EXCERPTED PASSAGE:

- Opening Delimiter -

The aim of this review was to discuss selected topics around PIVC-associated infections with a panel of experts and to propose practice points based on evidence and consensus. This document is intended to complement existing guidelines for awareness raising and facilitate implementation of best practice procedures.

Methods

Literature search focusing on catheter care

A literature search for articles published between 1st January 2000 and 31st October 2020 was performed using PubMed, Embase, and Medline, with the search terms “PIVC or peripheral intravenous catheters” and “warmth” or “induration” or “phlebitis” or “thrombophlebitis” or “infiltration” or “extravasation” or “dislodgement” or “occlusion” or “bleeding” or “catheter-related bacteremia” or “blood stream infection” or “dermatitis” or “pus or abscess” or “erythema” or “insertion attempts” or “complications” or “failure” or “adverse effects” or “infection”. Inclusion criteria were date of publication (not more than 20 years ago) and testing interventions on PIVC-related complications. A total of 391 articles were identified and reviewed, of which 146 were retained for data extraction: population, sample size, study arms, end points, and risk factors. Data were collected by Microsoft Power BI (https://powerbi.microsoft.com/). Six of the 146 articles were selected for the pre-reading list for the expert panel discussion based on the following criteria.

  • a.

    Recent publication (not older than 5 years)

  • b.
    Helpful to facilitate the panel discussion on different aspects of PIVC insertion and maintenance:
    • -
      Incidence/prevalence of all PIVC-related complications with focus on PIVC-BSI [1,22].
    • -
      Impact of PIVC-replacement [23].
    • -
      Impact of a maintenance bundle on PIVC-related complications [24].

- Closing Delimiter -

REQUIRED ACTION 1:
Retype the PIVC infection passage from "Recent publication (not" to "of PIVC-replacement [23].".
REQUIRED ACTION 2:
Write the next part of the PIVC infection passage, starting after its last line.

STORED DATA:
- Opening Delimiter -

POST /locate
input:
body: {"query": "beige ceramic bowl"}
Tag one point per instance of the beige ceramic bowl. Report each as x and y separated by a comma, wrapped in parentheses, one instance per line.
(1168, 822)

- Closing Delimiter -

EXERCISE RESPONSE 1:
Recent publication (not older than 5 years)

  • b.
    Helpful to facilitate the panel discussion on different aspects of PIVC insertion and maintenance:
    • -
      Incidence/prevalence of all PIVC-related complications with focus on PIVC-BSI [1,22].
    • -
      Impact of PIVC-replacement [23].

EXERCISE RESPONSE 2:
    • -
      Relevance of compliance of insertion and maintenance bundles to clinical outcomes [25].
    • -
      Costs of PIVC cannulation [26].

Seven additional articles were selected for optional reading to expand on the core topics. [4,[6], [7], [8],15,27,28].

Expert panel meeting

Panel members were selected based on their scientific expertise and practice concerning the clinical epidemiology and the prevention of vascular catheter-related infection, and to represent a cross-section of European countries. A total of 12 experts were invited to the project. The area of expertise included infection prevention and control (WZ, JB); nursing (AB), vascular access and IV-therapy (AB, VC, DV); intensive care and vascular access (PE); infectious diseases (MP); pediatrics (AS); hygiene and environmental medicine (JT); vascular surgery (SvR); and anesthesiology (MK, MPJG). Seven experts from Germany (AS, JT), Switzerland (PE, WZ), Spain (MP), and the United Kingdom (AB, JB) participated in a discussion round using a virtual conference platform; five experts participated in the consensus statement round only. Prior to the live online meeting, panel members were provided with selected literature (mandatory pre-reading list [1,[22], [23], [24], [25], [26]] and optional reading list [4,[6], [7], [8],15,27,28]) and an agenda related to the importance and magnitude of complications related to PIVCs, followed by a discussion on interventions to best address this topic. The meeting took place virtually on 27th November 2020.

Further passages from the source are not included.